** begin **
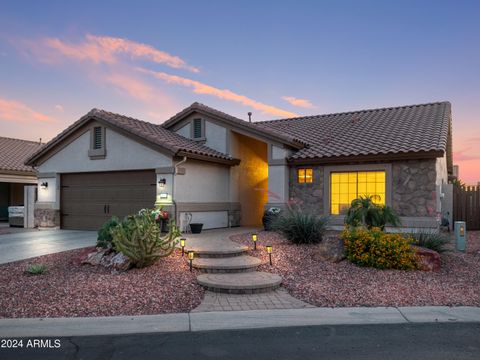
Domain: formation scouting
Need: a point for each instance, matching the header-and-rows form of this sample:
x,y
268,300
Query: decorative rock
x,y
427,260
120,262
331,249
95,258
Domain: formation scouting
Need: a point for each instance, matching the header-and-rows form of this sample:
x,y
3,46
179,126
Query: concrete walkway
x,y
25,245
206,321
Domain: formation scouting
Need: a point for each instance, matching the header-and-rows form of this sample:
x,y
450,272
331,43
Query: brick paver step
x,y
235,264
240,283
220,251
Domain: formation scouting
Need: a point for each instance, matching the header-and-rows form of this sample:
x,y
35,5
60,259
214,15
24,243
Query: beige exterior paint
x,y
249,180
122,153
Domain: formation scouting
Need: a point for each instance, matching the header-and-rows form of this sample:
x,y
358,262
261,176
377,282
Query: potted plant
x,y
196,228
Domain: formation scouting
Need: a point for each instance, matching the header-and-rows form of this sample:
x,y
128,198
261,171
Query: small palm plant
x,y
364,211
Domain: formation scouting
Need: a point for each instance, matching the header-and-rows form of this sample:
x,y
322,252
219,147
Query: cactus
x,y
139,238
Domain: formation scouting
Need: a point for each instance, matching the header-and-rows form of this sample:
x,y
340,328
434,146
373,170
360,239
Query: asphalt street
x,y
439,341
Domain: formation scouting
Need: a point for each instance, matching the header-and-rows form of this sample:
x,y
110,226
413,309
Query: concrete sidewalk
x,y
207,321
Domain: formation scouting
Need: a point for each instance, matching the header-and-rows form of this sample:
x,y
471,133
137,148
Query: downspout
x,y
175,167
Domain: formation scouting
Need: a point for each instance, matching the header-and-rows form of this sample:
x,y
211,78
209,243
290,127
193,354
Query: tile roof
x,y
155,134
405,129
257,127
14,152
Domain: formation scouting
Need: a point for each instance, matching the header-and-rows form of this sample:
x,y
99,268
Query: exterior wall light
x,y
269,252
191,255
162,182
254,239
182,244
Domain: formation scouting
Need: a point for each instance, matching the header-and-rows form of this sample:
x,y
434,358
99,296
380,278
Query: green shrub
x,y
377,249
364,212
36,269
139,238
430,240
300,227
104,239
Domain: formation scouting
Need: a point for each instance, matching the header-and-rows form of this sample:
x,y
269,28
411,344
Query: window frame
x,y
304,182
387,167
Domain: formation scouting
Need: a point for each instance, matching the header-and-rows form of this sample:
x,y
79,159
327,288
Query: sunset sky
x,y
150,59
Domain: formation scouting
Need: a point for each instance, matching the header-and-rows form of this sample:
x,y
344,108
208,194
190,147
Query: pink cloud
x,y
303,103
136,88
465,155
99,49
15,111
201,88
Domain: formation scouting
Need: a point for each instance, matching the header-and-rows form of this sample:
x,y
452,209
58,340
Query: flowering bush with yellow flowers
x,y
375,248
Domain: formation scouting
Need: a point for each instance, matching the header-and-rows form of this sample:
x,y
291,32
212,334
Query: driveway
x,y
19,246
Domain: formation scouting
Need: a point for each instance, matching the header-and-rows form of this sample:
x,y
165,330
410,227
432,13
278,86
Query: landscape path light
x,y
254,239
191,255
182,244
269,252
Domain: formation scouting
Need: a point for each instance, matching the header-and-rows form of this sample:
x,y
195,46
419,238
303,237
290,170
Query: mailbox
x,y
460,235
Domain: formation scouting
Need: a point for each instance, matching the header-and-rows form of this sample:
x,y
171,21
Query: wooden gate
x,y
466,205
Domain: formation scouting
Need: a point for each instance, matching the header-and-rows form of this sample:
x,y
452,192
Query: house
x,y
206,166
14,174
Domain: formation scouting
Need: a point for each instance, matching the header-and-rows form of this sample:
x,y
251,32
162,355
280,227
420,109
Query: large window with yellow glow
x,y
347,186
305,175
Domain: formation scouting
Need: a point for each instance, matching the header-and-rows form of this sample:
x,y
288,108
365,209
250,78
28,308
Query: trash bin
x,y
460,235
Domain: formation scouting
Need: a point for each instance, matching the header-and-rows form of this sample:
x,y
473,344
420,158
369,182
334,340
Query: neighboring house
x,y
14,174
224,171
** end **
**EXERCISE INSTRUCTIONS:**
What you return should match the records above word for word, minus the pictures.

**TASK RESULT:**
Domain: formation scouting
Need: a point for each instance, matching the header-and-rows form of this sample:
x,y
268,300
Query: decorative rock
x,y
427,260
120,262
331,249
95,258
Domain: formation scouting
Need: a point for each instance, matching the header-and-rows form of this sample:
x,y
3,46
179,126
Query: concrete walkway
x,y
25,245
206,321
Domain: formation scouting
Need: a point for each instance, matching the header-and-rows form of this sample:
x,y
450,272
331,43
Query: brick paver step
x,y
235,264
240,283
220,251
Domain: formation scouting
Need: a point for each instance, matching the header-and-rows form of this sample:
x,y
35,5
60,259
214,15
24,243
Query: beige exterior paint
x,y
249,180
122,153
Domain: formation scouting
Need: a point for each instance, matching the header-and-rows form of this sample:
x,y
358,262
261,176
377,282
Query: potted plant
x,y
196,228
Domain: formation scouting
Need: a point for each instance, matching the header-and-rows form of this sample:
x,y
128,198
261,171
Query: small palm plant
x,y
364,211
Domain: formation scouting
Need: a point for each instance, matching the header-and-rows form of this sample:
x,y
322,252
219,147
Query: cactus
x,y
139,238
Domain: formation scouting
Need: a point for each instance, matching the header-and-rows form of this sample:
x,y
340,328
434,146
373,170
360,239
Query: asphalt street
x,y
439,341
Domain: formation scouting
Need: a point for each instance, matching the header-and-rows form of this sample:
x,y
110,226
413,309
Query: concrete sidewalk
x,y
207,321
Domain: formation scouting
Need: a point for each instance, matching the header-and-rows form of this sample:
x,y
471,133
137,148
Query: downspout
x,y
175,167
Domain: formation scouting
Need: a point for each instance, matching the header-and-rows form of this sample:
x,y
211,78
209,243
290,127
193,354
Query: tile roof
x,y
155,134
405,129
257,127
14,152
Domain: formation scouting
Need: a point for each instance, matching the header-and-rows form of this sample:
x,y
99,268
Query: exterior wall light
x,y
269,252
191,255
162,182
254,239
182,244
Domain: formation scouting
Need: a point for each instance, matching the header-and-rows form of this sample:
x,y
434,358
99,296
380,278
Query: green shrub
x,y
377,249
364,212
36,269
139,238
430,240
300,227
104,239
Domain: formation scouting
Need: a point for each instance, matching the header-and-rows form of this sample:
x,y
269,28
411,344
Query: window frame
x,y
304,182
387,167
Domain: formation scouting
Need: a point for each instance, matching the header-and-rows form of this sample:
x,y
79,159
327,288
Query: sunset sky
x,y
150,59
Domain: formation scouting
Need: a point for each instance, matching the header-and-rows form of this sample:
x,y
344,108
208,194
190,147
Query: pink cloud
x,y
303,103
136,88
465,155
99,49
15,111
201,88
Domain: formation scouting
Need: a point for each instance, matching the header-and-rows form of this sample:
x,y
452,209
58,340
Query: flowering bush with yellow flowers
x,y
375,248
Domain: formation scouting
Need: a point for each instance, matching the header-and-rows form of this sample:
x,y
291,32
212,334
Query: driveway
x,y
19,246
Domain: formation scouting
Need: a point for each instance, matching the header-and-rows form of this sample:
x,y
165,330
410,227
432,13
278,86
Query: landscape path light
x,y
254,239
191,255
182,244
269,252
Domain: formation scouting
Need: a point for each instance, matching the header-and-rows form of this sample:
x,y
195,46
419,238
303,237
290,170
Query: mailbox
x,y
460,235
Domain: formation scouting
Need: a point for each instance, matching the header-and-rows form of this sample:
x,y
171,21
Query: wooden gate
x,y
466,205
Domain: formation scouting
Need: a point for each instance, matching the header-and-rows form of this sample:
x,y
452,192
Query: house
x,y
206,166
14,174
Domain: formation scouting
Need: a point for each instance, matching the header-and-rows form of this sample:
x,y
251,32
162,355
280,227
420,109
Query: large window with yellow glow
x,y
347,186
305,175
Domain: formation scouting
Need: a point for each instance, matching the header-and-rows form of this sample:
x,y
288,108
365,209
250,78
28,308
Query: trash bin
x,y
460,235
Domain: formation scouting
Need: a point for each instance, matching the header-and-rows form of this sample:
x,y
473,344
420,158
369,182
334,340
Query: neighboring house
x,y
14,174
224,171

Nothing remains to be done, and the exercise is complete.